Copy each line of the data below, character for character.

(Point-per-instance localization data)
--------------------------------

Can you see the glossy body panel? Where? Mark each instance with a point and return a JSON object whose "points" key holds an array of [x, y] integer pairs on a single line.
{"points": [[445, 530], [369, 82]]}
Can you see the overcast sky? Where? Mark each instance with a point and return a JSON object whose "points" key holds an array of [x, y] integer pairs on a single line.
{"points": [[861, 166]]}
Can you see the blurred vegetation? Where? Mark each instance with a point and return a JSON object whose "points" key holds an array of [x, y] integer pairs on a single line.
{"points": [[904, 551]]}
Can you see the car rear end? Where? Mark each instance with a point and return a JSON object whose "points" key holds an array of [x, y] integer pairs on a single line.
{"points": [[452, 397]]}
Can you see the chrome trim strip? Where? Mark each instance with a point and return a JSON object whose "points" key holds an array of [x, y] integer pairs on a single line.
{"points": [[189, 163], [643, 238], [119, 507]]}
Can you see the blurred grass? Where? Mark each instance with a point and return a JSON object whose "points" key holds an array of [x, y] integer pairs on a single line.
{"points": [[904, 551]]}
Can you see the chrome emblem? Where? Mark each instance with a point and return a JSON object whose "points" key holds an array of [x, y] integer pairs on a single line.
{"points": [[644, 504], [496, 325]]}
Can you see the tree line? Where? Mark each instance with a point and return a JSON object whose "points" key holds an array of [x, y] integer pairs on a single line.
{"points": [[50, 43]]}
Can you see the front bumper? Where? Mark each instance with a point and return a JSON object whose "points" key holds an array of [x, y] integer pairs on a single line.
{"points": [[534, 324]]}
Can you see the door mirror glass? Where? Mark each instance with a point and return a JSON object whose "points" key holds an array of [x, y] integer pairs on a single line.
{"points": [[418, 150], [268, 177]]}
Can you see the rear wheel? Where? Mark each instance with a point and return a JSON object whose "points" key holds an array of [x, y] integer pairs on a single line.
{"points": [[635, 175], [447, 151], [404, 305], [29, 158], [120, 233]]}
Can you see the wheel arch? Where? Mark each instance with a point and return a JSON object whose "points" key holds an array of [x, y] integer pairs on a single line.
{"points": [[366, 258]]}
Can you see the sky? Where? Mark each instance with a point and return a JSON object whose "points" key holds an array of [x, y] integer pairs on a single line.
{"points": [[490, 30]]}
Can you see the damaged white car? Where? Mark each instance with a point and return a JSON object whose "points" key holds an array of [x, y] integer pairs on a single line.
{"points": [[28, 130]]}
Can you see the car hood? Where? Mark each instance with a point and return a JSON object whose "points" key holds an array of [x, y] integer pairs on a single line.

--------------------------------

#### RESPONSE:
Can you see the glossy body panel? Where? Mark each instance with a point and return a JSON object whose "points" key holds an array of [x, y] integer pairs on a single line.
{"points": [[445, 530], [369, 82]]}
Can you see the overcast sky? Where? Mark each instance with a point and return a JSON object whose "points" key holds an array of [x, y] integer pairs on a single line.
{"points": [[861, 166]]}
Can you see the blurred vegetation? Where? Mark each instance with a point and return a JSON object whose "points" key holds an array of [x, y] integer pairs on a single line.
{"points": [[904, 551]]}
Can you see the car rear end? Where? Mark each instance with a point and return a JSON object whose "points" key holds an array of [x, y] integer pairs on a single line.
{"points": [[452, 397]]}
Can you see the chrome trim strip? Where? Mark each instance with a point and return a JSON object whose "points" key holds an array of [x, y] integer pairs on a single line.
{"points": [[189, 163], [643, 238], [119, 507]]}
Can you see the blurred grass? Where? Mark each instance with a point and return a JSON object whose "points" key holds an array of [x, y] integer pairs on a single line.
{"points": [[904, 551]]}
Can you see the chrome emblem? Where? Mark each instance with a point and return a JSON object whose "points" key holds an array of [x, y] integer pairs on a single line.
{"points": [[644, 504], [496, 325]]}
Can you see the tree line? Where? Mark each instance with a point and return a JSON object whose "points" key holds an array of [x, y] integer pairs on a single line.
{"points": [[50, 43]]}
Can you see the front bumper? Where? Mark each instance with a point and return a JSON object whose "points" key holds an array of [x, y] integer pairs on a single line.
{"points": [[534, 324]]}
Can you see the door mirror glass? Where? Mark each instance with a point and return a JSON object whose "points" key holds an array of [x, y] integer pairs on a single line.
{"points": [[418, 150], [268, 177]]}
Can you see the rear wheel? Where? Mark each instance with a point and return a JSON object whose "points" key holds an array of [x, y] integer pairs on a single line.
{"points": [[635, 175], [447, 151], [404, 305], [29, 158], [120, 233]]}
Can you see the wheel arch? Where? Mark each instance with a point and return a JSON object whose "points" key holds an array of [x, y] integer pairs on a single line.
{"points": [[366, 258]]}
Can you see the sky? Where? Mark each instance with a point and return a JSON object whose "points" key holds an array of [x, y] integer pairs on a single line.
{"points": [[490, 30]]}
Can you see the damaged white car? Where? Mark each instance with a point and return a JSON object whose "points" key holds an array of [x, y] integer pairs on a single line.
{"points": [[28, 130]]}
Can you see the car hood? Where? Mark each instance with a point and return a JSON object whose "points" key holds an array of [x, y] integer pairs on a single line.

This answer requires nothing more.